Introduction
Hello! My name is Jacqueline Haggerty, and I am a rising senior majoring in Digital Narrative and Interactive Design with minors in Computer Science and Studio Art. In my free time, I like going to EDM concerts and thrifting for clothes.
Research
Shopping malls used to be a destination for people of all different ages and economic classes. People would go to the mall for the department store, arcade, cinema, food court, and many other shops and kiosks. It was a place where spending money was encouraged, but people also gathered for entertainment and social functions. Real estate developers built malls everywhere, with little regard to location or the community. In the Times article “Why the Death of Malls is About More than Shopping,” Josh Sanburn writes “1,500 malls were built in the U.S. between 1956 and 2005, and their rate of growth often outpaced that of the population… There is an estimated 26 sq. ft. of retail for every person in the U.S., compared with about 2.5 sq. ft. per capita in Europe.” Yet, this once-thriving part of American culture has slowly been fading out of existence since the late 1980’s. In the 21st century, accelerated by the Covid-19 pandemic, people spend more time at home buying products online and working remote jobs, while malls are being boarded up and forgotten.

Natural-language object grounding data

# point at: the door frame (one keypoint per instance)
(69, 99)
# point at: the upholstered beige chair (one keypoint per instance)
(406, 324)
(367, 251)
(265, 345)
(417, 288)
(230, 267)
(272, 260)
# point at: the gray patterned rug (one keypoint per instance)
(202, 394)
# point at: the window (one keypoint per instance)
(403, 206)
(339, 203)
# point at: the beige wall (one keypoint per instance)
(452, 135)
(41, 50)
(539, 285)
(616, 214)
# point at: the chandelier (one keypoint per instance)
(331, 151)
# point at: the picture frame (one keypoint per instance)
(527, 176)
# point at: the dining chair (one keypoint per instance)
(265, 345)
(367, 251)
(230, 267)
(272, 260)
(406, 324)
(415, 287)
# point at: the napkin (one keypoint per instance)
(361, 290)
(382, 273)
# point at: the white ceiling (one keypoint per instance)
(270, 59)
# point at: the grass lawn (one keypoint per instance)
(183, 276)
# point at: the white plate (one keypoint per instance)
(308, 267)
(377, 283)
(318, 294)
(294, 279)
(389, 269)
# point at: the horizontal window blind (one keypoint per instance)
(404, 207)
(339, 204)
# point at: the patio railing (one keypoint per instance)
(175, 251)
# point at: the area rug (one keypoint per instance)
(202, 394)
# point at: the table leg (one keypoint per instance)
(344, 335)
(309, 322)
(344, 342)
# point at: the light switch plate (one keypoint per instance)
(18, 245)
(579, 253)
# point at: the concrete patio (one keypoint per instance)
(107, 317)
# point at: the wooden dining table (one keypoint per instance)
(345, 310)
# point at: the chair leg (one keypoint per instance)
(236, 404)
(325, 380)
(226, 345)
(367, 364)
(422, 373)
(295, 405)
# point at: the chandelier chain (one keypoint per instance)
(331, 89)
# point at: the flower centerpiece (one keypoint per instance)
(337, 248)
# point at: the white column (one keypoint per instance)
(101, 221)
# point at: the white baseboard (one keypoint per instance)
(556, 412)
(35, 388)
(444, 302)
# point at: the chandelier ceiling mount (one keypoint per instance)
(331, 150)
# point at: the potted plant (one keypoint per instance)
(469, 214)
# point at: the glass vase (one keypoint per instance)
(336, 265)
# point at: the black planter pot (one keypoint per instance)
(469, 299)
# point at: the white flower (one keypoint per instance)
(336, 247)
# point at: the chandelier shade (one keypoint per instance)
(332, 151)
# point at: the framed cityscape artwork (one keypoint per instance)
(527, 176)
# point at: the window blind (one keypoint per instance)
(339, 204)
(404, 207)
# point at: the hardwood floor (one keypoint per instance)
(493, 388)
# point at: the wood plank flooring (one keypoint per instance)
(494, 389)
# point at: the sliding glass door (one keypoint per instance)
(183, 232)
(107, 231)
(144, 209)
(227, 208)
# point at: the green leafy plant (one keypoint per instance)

§ Problem to work on
Print the stretch of the text about shopping malls from "Introduction" through "thrifting for clothes.", word for word.

§ Result for this task
Introduction
Hello! My name is Jacqueline Haggerty, and I am a rising senior majoring in Digital Narrative and Interactive Design with minors in Computer Science and Studio Art. In my free time, I like going to EDM concerts and thrifting for clothes.